**Exercise:** Recast the lines below, from the line containing "the red engine" up to and including the line containing "81), (118, 85)]", as a numbered list, omitting any blank lines.

**Given data:**
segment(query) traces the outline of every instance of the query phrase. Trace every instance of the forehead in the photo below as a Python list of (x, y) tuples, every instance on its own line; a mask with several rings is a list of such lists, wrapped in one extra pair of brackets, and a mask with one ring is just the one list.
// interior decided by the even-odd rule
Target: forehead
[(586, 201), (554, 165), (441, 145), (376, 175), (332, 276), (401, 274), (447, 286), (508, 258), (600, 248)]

...

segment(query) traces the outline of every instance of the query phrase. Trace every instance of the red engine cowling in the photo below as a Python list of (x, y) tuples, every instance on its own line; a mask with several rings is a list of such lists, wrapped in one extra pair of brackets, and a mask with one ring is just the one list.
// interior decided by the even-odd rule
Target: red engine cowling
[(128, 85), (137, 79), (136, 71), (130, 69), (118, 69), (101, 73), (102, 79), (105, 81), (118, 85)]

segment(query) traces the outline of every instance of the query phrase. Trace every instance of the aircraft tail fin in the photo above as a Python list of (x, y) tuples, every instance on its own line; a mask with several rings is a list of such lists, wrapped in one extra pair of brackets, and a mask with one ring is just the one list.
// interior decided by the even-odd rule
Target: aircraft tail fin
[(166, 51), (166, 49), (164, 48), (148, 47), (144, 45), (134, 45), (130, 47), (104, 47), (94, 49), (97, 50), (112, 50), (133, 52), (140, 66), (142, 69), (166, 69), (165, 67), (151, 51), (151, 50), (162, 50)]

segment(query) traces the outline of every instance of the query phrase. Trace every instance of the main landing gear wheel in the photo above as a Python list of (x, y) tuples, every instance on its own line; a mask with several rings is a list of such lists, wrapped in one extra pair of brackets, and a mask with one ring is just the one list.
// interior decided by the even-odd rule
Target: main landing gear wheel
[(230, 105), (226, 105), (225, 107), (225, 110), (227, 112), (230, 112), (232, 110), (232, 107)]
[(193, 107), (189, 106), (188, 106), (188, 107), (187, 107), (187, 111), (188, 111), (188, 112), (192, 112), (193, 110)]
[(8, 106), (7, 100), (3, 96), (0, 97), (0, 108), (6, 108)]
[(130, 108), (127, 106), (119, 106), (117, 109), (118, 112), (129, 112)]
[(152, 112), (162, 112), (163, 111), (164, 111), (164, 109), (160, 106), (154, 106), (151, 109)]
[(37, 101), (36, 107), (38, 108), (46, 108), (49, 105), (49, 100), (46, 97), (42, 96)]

==

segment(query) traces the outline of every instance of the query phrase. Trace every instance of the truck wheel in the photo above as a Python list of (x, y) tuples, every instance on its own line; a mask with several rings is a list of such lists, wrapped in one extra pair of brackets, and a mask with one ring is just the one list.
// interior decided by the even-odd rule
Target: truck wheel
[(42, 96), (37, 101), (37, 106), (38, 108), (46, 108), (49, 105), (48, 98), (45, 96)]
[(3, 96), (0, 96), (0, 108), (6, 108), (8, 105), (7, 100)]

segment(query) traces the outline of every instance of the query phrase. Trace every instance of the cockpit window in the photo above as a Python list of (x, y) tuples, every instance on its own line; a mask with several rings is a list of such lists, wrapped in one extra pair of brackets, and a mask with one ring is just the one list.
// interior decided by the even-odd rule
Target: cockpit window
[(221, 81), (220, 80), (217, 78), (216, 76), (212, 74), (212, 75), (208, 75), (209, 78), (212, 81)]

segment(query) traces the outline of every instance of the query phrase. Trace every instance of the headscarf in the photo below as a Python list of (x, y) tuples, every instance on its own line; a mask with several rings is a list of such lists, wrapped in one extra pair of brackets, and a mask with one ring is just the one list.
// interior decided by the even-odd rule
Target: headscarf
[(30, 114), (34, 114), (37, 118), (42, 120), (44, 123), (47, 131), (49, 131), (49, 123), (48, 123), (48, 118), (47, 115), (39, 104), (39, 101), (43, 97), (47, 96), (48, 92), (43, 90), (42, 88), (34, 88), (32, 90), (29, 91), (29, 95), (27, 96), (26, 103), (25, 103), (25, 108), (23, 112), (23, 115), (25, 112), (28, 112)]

**Response:**
1. segment(query) traces the outline of every instance of the query phrase. Trace every instance of the red engine cowling in the photo below as a Python list of (x, y) tuples, every instance on its own line; a mask with several rings is a list of such lists, wrapped in one extra pair of brackets, and a mask with one ring is just the one list.
2. // interior decided by the even-odd rule
3. Target: red engine cowling
4. [(128, 85), (137, 79), (136, 71), (130, 69), (118, 69), (101, 73), (102, 79), (105, 81), (118, 85)]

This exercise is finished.